** begin **

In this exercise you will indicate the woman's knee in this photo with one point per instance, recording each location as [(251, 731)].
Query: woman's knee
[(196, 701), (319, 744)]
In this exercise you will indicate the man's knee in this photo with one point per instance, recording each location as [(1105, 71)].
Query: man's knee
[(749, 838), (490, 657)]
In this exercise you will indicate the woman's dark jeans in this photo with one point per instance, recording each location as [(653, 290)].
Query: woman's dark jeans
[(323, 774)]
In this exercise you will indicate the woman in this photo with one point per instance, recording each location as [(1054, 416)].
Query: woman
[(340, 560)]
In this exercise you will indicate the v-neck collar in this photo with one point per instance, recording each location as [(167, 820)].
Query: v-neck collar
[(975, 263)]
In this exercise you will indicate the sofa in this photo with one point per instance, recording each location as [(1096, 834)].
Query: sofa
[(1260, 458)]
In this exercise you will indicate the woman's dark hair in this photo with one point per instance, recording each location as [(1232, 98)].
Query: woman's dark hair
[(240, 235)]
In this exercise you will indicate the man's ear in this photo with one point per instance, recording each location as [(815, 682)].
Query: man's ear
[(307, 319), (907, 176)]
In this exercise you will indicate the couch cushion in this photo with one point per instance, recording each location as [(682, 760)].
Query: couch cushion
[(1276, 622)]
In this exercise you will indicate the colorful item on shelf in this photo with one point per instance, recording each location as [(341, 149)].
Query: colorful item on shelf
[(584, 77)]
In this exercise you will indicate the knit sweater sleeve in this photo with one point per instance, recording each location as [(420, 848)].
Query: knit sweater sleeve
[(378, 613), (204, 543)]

** end **
** begin **

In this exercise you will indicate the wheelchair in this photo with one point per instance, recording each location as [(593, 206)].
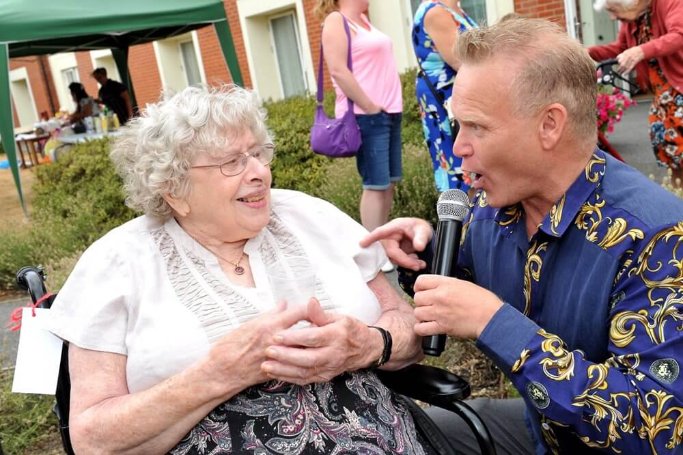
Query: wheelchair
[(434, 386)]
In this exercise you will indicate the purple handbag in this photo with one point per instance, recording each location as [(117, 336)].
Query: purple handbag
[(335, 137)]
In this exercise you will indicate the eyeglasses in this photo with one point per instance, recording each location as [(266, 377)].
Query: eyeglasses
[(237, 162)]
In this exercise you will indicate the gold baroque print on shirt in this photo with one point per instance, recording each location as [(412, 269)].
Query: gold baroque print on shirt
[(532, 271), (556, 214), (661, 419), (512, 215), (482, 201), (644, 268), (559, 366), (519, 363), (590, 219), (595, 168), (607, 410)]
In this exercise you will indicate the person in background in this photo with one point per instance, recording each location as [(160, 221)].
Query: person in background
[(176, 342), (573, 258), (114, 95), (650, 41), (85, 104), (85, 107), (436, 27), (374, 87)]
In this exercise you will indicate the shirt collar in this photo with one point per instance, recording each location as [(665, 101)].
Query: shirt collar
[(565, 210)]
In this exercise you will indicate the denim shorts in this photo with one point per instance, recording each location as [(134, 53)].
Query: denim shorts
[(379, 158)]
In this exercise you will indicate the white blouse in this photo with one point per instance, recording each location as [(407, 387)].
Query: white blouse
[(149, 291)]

** end **

TASK DETAILS -
Output the data above exactly as it appears, from the line containing "In this exercise you will indicate the woman's knee" through the line containing "[(1260, 458)]", both included.

TASK ANSWER -
In this exercise you will indicate the woman's knee in this photo with one point per instance, recording each location as [(251, 731)].
Query: woman's knee
[(196, 701), (319, 744)]
In this exercise you will indicate the man's knee in this photo with one point per instance, recording each location as [(1105, 71)].
Query: man's knee
[(749, 838), (490, 657)]
In this exercise you will indicate the woman's dark jeans in this photo with one point per instance, recording each location as [(653, 290)].
Query: woman's dark jeans
[(323, 774)]
In this exercise you will indicate the woman in this photo with one point per instance, recording each location as [(1054, 416)].
Query: woman
[(340, 560)]
In this exercise you will indicate the v-neck collar in this photo with one point per instance, recording each location as [(167, 820)].
Query: v-neck collar
[(975, 263)]
In this exercise you will indicate the sofa in this photo with one point per instance, recording each location as [(1096, 834)].
Query: sofa
[(1260, 458)]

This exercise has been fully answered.